• TASK GOAL
Please pick out every line below that contains the word "tractor", and copy each one in full. Case counts.

• INPUT
╭──
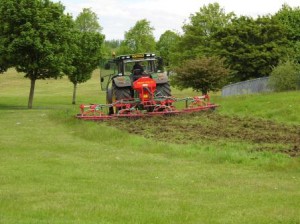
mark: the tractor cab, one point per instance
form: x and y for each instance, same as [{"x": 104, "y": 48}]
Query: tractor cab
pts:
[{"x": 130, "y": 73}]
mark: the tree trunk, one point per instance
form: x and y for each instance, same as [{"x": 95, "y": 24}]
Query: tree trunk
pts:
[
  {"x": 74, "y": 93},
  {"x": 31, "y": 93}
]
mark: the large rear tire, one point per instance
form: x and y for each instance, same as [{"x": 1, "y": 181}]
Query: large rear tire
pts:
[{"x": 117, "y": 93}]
╰──
╭──
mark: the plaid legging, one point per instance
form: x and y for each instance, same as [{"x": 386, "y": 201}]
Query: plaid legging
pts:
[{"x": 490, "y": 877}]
╰──
• WRITTEN SOLUTION
mark: the tractor cab, one point per instance
Query: tractor cab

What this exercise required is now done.